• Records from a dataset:

********

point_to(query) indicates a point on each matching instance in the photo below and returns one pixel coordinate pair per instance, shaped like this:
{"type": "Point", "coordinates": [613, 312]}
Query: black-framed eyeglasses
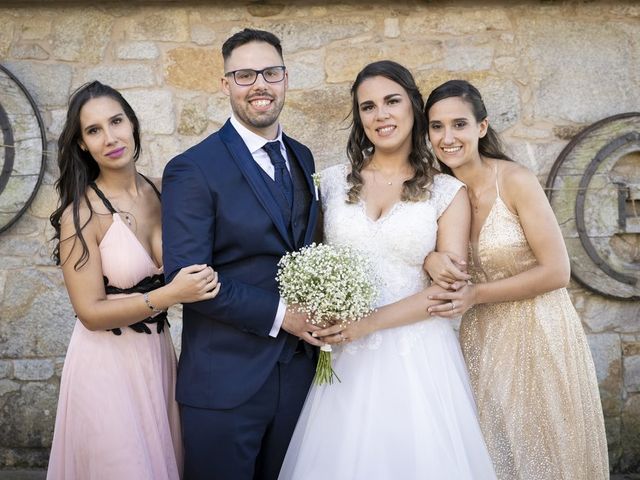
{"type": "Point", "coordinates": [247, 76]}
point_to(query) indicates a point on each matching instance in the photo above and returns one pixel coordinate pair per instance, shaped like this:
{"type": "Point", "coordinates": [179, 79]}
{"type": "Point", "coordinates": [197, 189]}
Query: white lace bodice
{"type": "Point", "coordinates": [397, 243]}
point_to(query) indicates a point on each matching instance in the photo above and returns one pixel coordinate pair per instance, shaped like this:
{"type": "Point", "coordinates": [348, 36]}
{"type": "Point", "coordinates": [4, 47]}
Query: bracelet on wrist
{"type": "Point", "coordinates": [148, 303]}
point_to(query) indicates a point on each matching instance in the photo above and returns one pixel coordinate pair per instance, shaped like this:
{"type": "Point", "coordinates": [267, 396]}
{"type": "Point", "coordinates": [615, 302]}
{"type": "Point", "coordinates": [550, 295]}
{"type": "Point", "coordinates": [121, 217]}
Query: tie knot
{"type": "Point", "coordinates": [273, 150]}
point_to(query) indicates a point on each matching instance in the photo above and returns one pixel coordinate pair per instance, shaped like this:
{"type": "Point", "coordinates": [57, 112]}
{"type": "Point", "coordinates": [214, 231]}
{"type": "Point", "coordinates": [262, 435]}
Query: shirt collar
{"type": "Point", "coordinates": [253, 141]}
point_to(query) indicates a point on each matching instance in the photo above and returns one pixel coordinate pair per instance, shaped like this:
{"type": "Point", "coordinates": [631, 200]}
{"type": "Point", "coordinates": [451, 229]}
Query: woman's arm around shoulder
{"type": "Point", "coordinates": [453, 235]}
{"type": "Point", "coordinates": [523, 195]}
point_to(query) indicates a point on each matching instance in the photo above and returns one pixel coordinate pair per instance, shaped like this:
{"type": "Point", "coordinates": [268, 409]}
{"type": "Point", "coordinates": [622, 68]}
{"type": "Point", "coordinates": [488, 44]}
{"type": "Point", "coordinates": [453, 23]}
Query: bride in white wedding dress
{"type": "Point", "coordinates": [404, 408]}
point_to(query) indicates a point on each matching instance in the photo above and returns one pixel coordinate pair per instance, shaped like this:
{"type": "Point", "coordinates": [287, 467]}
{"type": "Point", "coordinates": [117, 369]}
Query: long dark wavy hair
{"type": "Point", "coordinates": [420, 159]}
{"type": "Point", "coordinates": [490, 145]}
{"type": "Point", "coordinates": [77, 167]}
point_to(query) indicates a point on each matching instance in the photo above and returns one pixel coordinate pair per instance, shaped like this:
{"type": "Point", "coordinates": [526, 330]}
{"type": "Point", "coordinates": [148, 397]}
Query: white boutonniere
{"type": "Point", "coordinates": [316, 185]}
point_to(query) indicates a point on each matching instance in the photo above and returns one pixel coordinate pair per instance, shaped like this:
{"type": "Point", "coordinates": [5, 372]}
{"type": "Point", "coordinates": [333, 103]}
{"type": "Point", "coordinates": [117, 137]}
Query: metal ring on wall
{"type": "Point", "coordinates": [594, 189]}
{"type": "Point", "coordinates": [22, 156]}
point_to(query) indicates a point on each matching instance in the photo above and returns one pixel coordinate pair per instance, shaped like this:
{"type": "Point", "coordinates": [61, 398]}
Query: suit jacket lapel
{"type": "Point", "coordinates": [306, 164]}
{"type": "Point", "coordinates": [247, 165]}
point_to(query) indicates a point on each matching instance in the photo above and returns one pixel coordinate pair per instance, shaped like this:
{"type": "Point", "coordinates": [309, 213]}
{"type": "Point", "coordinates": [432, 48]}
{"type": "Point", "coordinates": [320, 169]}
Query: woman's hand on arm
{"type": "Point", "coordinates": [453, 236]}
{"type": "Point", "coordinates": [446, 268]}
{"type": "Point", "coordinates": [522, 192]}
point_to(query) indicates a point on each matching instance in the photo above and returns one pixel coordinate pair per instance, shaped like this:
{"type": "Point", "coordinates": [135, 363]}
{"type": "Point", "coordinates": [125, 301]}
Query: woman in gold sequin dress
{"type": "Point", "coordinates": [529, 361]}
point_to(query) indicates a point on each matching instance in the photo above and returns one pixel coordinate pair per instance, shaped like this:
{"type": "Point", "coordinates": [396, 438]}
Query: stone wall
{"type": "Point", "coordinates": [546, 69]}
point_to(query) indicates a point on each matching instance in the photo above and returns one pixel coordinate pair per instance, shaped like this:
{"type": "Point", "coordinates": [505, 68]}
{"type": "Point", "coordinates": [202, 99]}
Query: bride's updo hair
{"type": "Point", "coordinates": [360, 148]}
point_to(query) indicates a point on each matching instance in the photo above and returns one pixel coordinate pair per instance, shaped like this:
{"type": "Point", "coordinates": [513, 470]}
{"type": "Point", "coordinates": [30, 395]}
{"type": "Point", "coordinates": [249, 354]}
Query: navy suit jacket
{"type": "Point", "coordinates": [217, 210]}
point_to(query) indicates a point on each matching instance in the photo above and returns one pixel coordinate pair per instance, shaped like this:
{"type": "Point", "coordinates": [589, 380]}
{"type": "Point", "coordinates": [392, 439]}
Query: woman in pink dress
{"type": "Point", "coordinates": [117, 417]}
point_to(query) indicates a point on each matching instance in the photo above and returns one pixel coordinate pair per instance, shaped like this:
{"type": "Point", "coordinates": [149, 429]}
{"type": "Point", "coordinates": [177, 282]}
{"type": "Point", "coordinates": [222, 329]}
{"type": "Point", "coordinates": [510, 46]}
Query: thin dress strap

********

Pick out each line in the items above that contains the word "hair", and copy those lines.

Query: long dark wavy hair
Query: bride's updo hair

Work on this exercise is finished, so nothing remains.